*O que fazer*.
(a) Transcreva do texto sobre a tragédia o trecho que começa em "Assistir uma apresentação" e vai até "e os culpados.", incluindo essas últimas palavras.
(b) Segundo o texto sobre a tragédia, em quais estados as "Entradas e Bandeiras" exploravam a força escrava? Cite todos.
(c) No texto sobre a tragédia, em que anos aconteceu a "Guerra dos Emboabas"?

O filósofo Aristóteles definiu a
tragédia como sendo a imitação de uma ação importante de grande extensão e que
pode ser representada por atores que motivam o sentimento de compaixão e de
terror, tendo como efeito, sobre os que assistem a purgação das culpas. Ou
seja, a tragédia é um recurso pedagógico para fazer refletir sobre as culpas e
os dilemas sociais e humanos.
Assistir uma apresentação sob a
forma de tragédia, em primeiro lugar, tem-se contato com o dilema humanitário e,
em segundo lugar, o contato permite reconhecer as culpas e os culpados.
A diferença entre as tragédias
antigas e as atuais é que, as primeiras referenciavam-se nos comportamentos
políticos e morais, como é o caso da tragédia em que envolveu Antígona em 406
a.C. As de hoje envolvem sujeitos sociais em grandes quantidades, nações
imperiais e detentores do capital.
Antígona era filha de Édipo (aquele
que matou o pai e casou com a mãe tendo com ela 4 filhos, dois homens e duas
mulheres). Na ocasião o rei Creonte havia publicado uma lei, impondo que, quem
empreendesse qualquer ação contra a cidade, morrendo, não poderia ser sepultado
dignamente. O irmão de Antígona teve este triste fim e, ela, noiva do filho do
rei decidiu ir e enterrá-lo. Foi por isso perseguida, presa e condenada a
morrer trancada numa tumba. O noivo interferiu, mas o rei não se convenceu. O
rapaz envergonhado suicidou-se e levou ao suicídio também a sua mãe.
Por ser uma peça lendária, os
figurantes em cena imitavam o mito elaborado, nesse episódio por Sófocles. Na
atualidade, as próprias tragédias imitam a si mesmas e, entre si se representam.
Como se encenassem os acontecimentos em sequência, tendo o agravante de o último
(como o de Brumadinho, no palco da mineração brasileira), ser ainda mais grave
que os primeiros.
As tragédias da mineração brasileira iniciaram
ainda no século XVII, com as conhecidas “Entradas e Bandeiras”, que exploravam
a força escrava nos Estados de São Paulo, Minas Gerais e Mato Grosso. A busca
enlouquecida pelo ouro, no século XVIII, criou conflitos como o da “Guerra dos
Emboabas” nos anos de 1707-1709, quando paulistas lutaram contra os portugueses
e os novos imigrantes europeus que vinham para estraçalhar o que encontrassem
pela frente.

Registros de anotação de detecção

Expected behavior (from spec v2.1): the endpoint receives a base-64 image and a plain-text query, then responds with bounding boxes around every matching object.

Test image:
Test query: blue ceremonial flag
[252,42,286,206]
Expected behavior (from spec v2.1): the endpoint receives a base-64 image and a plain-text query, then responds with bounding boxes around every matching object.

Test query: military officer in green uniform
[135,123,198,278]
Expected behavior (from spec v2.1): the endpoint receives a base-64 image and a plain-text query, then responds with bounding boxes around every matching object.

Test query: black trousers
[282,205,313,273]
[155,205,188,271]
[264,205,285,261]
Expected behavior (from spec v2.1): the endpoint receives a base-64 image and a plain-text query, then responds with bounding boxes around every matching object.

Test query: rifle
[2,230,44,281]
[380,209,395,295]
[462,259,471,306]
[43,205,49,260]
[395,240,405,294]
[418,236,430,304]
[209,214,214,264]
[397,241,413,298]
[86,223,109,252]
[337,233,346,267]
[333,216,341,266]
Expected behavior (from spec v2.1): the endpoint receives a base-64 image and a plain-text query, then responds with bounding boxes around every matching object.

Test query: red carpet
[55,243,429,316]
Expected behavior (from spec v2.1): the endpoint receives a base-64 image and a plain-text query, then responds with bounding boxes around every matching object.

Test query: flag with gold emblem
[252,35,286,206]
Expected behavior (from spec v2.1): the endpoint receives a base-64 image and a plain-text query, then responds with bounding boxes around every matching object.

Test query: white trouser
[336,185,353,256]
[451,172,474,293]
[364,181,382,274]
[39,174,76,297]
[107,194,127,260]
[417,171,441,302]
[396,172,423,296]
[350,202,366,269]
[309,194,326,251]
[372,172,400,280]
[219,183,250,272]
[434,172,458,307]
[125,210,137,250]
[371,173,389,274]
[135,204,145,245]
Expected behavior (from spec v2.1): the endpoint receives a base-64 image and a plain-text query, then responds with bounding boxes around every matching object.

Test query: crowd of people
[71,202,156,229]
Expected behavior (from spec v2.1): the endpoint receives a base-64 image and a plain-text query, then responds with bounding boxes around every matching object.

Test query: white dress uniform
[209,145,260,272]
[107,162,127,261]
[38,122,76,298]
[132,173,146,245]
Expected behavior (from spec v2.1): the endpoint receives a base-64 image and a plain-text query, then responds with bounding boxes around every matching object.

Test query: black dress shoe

*Respostas por tarefa*.
(a)
Assistir uma apresentação sob a
forma de tragédia, em primeiro lugar, tem-se contato com o dilema humanitário e,
em segundo lugar, o contato permite reconhecer as culpas e os culpados.

(b) São Paulo, Minas Gerais e Mato Grosso.

(c) Nos anos de 1707-1709.